> _Consignes_
1. Recopiez le texte d'étude à partir de « Des centaines de » et jusqu'à « été fait prisonnier. ».
2. D'après le texte d'étude, sur quelles villes les équipes de police scientifique se concentraient-elles selon un porte-parole de ZAKA ?

> _Texte d'étude_
○ ○ ○ ○ ○ ○ ○
Des centaines de corps ont été dispersés dans le sud d’Israël, portant divers signes d’abus : brûlures, impacts de balles, signes de mutilation, marques indiquant que les corps étaient attachés. La confusion régnait quant à savoir qui était mort et qui avait été fait prisonnier.

Les protocoles standard de gestion des attaques, auxquels Israël était fréquemment confronté à une échelle bien moindre au début des années 2000, se sont effondrés. L’armée s’est concentrée sur la lutte contre les militants qui se cachent encore dans le sud d’Israël. Un porte-parole de ZAKA a déclaré que les équipes de police scientifique se concentraient sur les villes de Sderot et d’Ofakim, dans le sud du pays. M. Otmazgin a indiqué que des médecins légistes se trouvaient dans les kibboutzim, mais qu’ils étaient dispersés.
○ ○ ○ ○ ○ ○ ○
Données d'ancrage d'objets en langage naturel:
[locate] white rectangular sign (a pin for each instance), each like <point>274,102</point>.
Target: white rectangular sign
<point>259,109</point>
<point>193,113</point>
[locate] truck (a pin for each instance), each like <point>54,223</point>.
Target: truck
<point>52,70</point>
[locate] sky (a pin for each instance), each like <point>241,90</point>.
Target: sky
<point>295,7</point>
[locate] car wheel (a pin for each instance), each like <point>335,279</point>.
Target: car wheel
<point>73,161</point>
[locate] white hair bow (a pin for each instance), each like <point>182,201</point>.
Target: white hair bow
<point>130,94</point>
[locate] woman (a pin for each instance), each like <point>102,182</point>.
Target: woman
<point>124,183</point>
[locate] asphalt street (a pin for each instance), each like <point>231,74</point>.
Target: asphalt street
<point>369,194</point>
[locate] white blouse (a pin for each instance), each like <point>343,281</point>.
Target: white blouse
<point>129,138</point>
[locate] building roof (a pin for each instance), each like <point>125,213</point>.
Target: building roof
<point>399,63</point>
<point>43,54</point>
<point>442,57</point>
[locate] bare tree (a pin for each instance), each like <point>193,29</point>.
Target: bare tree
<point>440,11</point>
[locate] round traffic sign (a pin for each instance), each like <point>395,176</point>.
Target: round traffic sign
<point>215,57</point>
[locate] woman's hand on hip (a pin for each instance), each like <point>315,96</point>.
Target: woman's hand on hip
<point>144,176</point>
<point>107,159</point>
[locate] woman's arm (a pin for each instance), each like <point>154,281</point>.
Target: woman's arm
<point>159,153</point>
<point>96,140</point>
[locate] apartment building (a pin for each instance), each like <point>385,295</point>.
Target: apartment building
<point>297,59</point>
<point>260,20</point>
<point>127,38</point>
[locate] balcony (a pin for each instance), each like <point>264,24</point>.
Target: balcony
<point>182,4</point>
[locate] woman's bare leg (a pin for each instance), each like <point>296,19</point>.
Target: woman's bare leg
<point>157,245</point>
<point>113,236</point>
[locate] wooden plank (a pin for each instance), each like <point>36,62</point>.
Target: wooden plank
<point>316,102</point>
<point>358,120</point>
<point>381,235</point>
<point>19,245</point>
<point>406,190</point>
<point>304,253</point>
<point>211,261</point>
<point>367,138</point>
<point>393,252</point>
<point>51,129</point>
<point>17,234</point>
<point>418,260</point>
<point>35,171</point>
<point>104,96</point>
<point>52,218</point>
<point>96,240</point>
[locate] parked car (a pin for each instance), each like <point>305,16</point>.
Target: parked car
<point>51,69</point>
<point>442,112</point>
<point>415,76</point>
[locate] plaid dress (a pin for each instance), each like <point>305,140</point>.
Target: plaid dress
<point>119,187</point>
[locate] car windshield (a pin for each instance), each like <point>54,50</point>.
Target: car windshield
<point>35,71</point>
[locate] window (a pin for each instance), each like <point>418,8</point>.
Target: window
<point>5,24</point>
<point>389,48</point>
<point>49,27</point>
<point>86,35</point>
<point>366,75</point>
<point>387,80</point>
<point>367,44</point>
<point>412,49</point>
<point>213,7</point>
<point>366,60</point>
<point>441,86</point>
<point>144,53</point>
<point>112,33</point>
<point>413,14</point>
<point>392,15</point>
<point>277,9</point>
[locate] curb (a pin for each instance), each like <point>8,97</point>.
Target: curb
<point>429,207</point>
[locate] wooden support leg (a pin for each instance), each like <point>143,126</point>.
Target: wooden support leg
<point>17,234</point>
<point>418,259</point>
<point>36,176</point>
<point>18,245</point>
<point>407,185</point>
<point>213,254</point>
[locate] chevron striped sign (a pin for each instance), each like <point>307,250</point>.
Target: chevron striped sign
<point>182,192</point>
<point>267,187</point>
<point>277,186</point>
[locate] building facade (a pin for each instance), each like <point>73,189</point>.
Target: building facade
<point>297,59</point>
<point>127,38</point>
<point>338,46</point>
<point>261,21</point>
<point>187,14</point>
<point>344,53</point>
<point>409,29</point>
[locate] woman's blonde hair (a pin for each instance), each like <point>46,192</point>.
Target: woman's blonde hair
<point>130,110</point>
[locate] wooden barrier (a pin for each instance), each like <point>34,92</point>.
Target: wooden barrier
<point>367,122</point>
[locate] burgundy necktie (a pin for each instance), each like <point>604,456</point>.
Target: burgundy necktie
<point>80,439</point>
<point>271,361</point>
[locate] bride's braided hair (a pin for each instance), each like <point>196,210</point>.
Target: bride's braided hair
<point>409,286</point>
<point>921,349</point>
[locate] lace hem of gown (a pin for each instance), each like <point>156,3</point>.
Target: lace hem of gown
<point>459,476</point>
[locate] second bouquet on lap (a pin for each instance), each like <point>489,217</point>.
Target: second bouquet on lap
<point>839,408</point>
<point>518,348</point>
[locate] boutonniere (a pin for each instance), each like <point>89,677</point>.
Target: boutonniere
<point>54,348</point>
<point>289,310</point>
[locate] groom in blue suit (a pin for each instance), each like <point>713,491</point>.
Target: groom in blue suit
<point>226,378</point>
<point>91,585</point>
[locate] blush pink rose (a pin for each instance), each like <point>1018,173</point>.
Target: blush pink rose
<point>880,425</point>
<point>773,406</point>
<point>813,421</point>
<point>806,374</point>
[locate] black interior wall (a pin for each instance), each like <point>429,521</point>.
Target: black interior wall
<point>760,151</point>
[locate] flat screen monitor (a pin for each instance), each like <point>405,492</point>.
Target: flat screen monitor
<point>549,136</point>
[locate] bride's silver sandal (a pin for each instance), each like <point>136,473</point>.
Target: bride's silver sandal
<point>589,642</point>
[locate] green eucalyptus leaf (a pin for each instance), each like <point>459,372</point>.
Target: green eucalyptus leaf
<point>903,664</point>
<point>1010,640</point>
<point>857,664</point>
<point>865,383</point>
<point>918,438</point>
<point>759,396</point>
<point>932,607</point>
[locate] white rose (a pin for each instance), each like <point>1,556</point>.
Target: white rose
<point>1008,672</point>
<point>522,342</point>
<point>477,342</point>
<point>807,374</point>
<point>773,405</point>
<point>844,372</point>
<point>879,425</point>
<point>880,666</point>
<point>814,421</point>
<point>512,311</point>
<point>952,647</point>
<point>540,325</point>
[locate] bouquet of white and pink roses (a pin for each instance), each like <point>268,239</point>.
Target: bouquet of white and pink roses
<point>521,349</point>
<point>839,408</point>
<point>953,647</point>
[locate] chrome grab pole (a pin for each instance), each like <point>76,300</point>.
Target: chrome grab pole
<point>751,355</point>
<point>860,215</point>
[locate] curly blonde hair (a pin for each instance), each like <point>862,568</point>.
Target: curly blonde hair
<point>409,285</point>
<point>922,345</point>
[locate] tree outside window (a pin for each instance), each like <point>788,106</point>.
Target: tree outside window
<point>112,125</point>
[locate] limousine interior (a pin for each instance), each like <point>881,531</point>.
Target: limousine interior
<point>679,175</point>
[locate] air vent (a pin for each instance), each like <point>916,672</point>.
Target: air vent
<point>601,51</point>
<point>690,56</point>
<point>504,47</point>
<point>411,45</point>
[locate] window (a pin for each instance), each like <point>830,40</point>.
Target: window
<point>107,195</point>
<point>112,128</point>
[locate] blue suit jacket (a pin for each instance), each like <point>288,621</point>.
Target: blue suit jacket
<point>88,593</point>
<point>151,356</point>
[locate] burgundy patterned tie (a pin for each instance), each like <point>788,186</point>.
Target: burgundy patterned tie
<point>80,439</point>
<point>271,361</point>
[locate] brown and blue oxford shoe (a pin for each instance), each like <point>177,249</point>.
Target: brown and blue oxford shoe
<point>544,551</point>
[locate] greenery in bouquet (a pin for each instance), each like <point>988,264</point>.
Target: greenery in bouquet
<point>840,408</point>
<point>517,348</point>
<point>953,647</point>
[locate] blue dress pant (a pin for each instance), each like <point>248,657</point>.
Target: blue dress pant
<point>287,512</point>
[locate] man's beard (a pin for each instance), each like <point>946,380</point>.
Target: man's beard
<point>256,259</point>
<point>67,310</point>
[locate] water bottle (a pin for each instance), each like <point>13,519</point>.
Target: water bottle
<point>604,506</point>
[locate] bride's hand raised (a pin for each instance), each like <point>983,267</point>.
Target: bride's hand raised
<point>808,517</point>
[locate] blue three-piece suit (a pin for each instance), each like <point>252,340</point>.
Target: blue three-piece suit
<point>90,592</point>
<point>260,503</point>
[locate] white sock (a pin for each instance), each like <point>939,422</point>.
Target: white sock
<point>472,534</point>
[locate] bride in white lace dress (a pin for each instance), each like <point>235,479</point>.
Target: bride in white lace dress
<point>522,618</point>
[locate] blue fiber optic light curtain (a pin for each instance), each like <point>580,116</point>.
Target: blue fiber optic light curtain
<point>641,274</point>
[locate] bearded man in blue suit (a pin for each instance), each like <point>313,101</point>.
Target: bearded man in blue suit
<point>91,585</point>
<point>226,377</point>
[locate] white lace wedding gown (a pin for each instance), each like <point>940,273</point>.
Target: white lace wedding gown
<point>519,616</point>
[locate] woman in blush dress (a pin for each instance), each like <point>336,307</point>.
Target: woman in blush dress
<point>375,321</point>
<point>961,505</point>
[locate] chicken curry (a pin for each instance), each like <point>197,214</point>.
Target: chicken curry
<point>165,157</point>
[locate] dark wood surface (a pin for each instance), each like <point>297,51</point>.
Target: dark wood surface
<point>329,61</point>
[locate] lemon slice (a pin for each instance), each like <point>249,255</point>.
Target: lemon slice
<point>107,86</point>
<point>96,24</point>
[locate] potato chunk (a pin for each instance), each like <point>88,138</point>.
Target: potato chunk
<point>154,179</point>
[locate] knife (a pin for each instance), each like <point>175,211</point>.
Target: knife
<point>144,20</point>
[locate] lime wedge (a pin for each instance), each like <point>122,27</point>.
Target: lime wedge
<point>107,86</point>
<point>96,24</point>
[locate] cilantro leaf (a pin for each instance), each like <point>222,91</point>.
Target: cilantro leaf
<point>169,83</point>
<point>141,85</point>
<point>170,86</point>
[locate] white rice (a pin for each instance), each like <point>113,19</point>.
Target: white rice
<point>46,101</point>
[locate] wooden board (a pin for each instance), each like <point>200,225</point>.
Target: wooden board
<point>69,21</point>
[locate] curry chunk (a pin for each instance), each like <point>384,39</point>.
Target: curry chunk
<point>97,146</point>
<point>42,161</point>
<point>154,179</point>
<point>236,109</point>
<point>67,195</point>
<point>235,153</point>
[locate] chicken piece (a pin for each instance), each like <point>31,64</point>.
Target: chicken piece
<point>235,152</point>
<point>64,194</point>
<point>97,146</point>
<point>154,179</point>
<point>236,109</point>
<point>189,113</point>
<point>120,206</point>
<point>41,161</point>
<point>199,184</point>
○ ○ ○ ○ ○ ○ ○
> _Corrigé_
1.
Des centaines de corps ont été dispersés dans le sud d’Israël, portant divers signes d’abus : brûlures, impacts de balles, signes de mutilation, marques indiquant que les corps étaient attachés. La confusion régnait quant à savoir qui était mort et qui avait été fait prisonnier.

2. Sur les villes de Sderot et d'Ofakim, dans le sud du pays.